• [WHAT IS REQUIRED]: Below are records; reply with nothing but the number of lines in them that contain "Please".

• [SUPPLIED INFORMATION]:

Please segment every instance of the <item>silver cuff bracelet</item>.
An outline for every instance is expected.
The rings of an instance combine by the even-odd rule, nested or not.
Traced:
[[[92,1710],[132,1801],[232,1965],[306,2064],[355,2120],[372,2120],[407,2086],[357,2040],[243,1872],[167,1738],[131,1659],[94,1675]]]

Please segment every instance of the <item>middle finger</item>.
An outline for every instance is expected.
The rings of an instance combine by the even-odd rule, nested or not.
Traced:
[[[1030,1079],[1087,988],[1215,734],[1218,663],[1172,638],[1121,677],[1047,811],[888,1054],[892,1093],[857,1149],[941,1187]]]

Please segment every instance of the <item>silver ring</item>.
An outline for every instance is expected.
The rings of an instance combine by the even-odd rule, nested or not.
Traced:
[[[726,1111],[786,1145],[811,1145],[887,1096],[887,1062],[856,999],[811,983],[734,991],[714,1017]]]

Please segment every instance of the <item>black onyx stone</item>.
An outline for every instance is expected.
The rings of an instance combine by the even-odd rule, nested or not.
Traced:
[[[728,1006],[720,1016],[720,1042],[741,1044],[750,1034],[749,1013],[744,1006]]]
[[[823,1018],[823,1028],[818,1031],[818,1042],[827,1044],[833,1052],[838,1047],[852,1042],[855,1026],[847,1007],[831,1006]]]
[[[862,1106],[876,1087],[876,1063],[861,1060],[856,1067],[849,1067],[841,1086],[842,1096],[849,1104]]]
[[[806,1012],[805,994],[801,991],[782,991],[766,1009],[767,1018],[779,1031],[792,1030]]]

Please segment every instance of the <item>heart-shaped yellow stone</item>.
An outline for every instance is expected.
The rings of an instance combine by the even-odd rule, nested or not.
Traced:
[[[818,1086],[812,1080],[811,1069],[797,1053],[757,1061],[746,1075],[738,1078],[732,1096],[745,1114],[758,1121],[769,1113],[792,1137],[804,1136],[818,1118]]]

• [ANSWER TO THIS TASK]: 5